→ EXERCISE BRIEF: Pull out all lines of the material below that contain the string "every". Case counts.

→ DATA ENTRIES:
========================================================================
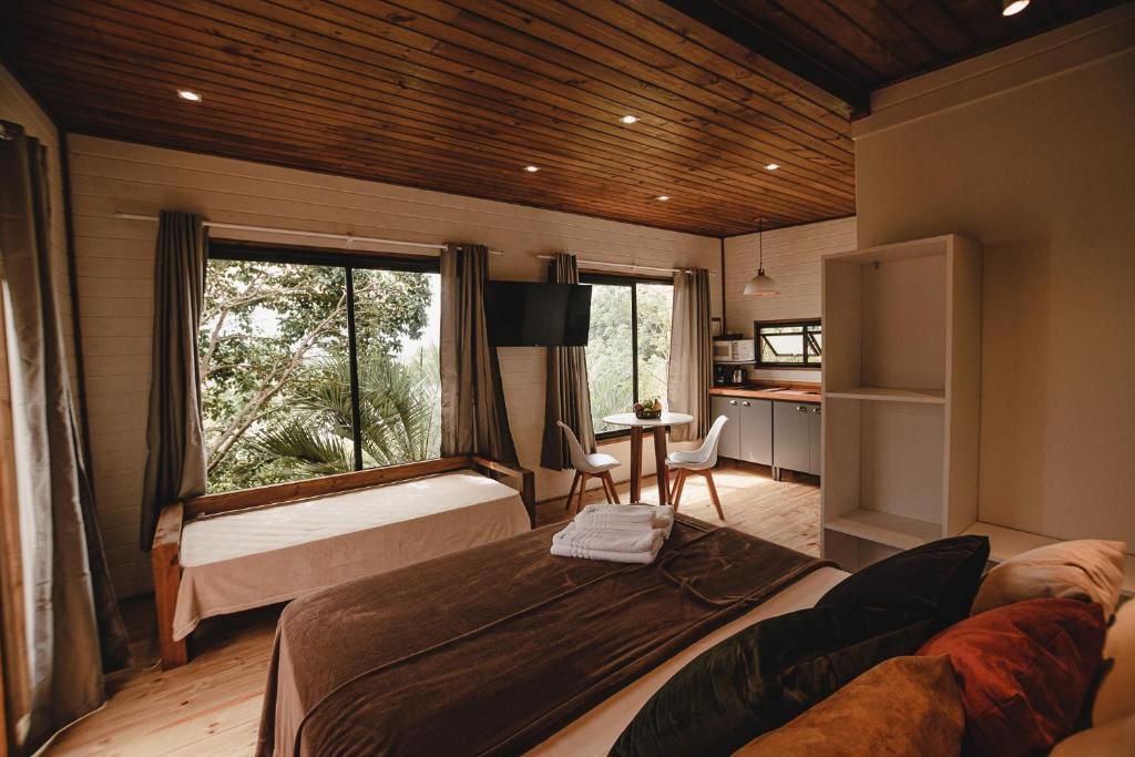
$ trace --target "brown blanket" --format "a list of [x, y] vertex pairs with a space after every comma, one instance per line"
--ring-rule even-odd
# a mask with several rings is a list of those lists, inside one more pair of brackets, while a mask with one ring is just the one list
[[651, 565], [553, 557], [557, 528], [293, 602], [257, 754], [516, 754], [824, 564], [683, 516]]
========================================================================
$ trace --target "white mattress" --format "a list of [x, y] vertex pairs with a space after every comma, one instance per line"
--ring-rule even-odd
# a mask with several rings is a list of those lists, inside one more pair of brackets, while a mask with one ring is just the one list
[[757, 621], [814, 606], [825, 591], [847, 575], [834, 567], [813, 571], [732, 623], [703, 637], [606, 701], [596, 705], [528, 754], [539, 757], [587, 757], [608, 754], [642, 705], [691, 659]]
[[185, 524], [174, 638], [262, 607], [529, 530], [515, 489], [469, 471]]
========================================================================
→ FULL SOLUTION:
$ trace --target "brown blanket" --format "a list of [x, y] vertex pairs with a space after every comma, one instance per line"
$ trace --target "white mattress" --format "a list of [x, y] vertex pairs with a space after every comma, one instance per line"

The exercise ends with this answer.